**Written problem:**
Turn these lines into a numbered list, leaving out any blank lines.

**Material shown:**
########
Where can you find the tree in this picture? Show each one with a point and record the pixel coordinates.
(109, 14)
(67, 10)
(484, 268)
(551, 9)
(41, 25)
########
**Finished exercise:**
1. Where can you find the tree in this picture? Show each one with a point and record the pixel coordinates.
2. (109, 14)
3. (67, 10)
4. (484, 268)
5. (551, 9)
6. (41, 25)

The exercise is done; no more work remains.